* **Records uit een dataset**:
★ ★ ★ ★ ★

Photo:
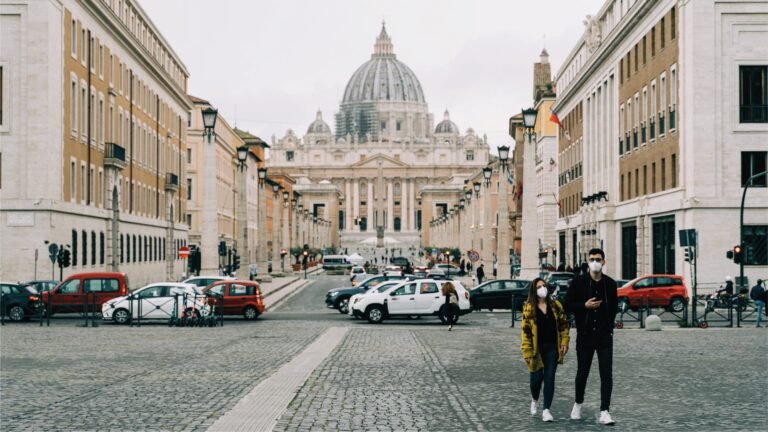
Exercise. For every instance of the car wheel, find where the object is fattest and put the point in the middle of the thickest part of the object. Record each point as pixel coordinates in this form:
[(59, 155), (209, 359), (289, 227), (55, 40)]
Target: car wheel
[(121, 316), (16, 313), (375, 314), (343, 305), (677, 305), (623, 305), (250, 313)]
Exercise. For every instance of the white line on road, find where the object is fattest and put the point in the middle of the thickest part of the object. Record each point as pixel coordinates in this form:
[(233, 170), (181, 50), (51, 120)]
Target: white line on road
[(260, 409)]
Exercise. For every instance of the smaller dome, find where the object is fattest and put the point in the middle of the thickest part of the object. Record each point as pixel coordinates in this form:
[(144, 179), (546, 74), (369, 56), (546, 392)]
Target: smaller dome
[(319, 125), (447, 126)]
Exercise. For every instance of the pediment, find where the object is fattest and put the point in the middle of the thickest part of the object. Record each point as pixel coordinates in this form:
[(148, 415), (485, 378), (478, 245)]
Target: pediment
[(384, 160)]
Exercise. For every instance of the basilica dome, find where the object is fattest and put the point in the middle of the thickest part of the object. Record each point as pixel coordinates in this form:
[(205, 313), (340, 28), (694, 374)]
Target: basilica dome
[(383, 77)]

★ ★ ★ ★ ★

Werk alle items hierboven bij door elke keer "Target" te vervangen door "Object" en verder niets te veranderen. Laat de afbeeldingen weg in je antwoord.

Photo:
Exercise. For every instance of the car wheel, find where the object is fattest and put the point in the middle of the thickest part of the object. Record each point as pixel coordinates in this form:
[(59, 155), (209, 359), (289, 227), (55, 40)]
Object: car wheel
[(121, 316), (16, 313), (375, 314), (343, 305), (677, 305), (623, 305), (250, 313)]
Exercise. For every instance of the white line on road, find where the object is fattest and put the point in the middle of the thickest part of the object. Record each point as pixel coordinates in this form:
[(233, 170), (181, 50), (51, 120)]
Object: white line on road
[(260, 409)]
Exercise. For every instance of the smaller dome, find where the object is fattest and put the point in the middle of the thickest part of the object. Record each point as pixel coordinates in this form:
[(144, 179), (546, 74), (369, 56), (546, 392)]
Object: smaller dome
[(319, 125), (447, 126)]
Exercise. For every instance of the pediment, find where the object is fattest and put the point in the middle of the thickest part of the object. Record each point as pixel coordinates in this form:
[(148, 415), (485, 378), (478, 245)]
Object: pediment
[(384, 160)]
Exercise. For every instance of the basilica dome, find where the object is fattest and put the point in the middle of the thickest part of the object. Record each point as pixel coordinates in this form:
[(205, 313), (340, 28), (694, 374)]
Object: basilica dome
[(383, 77)]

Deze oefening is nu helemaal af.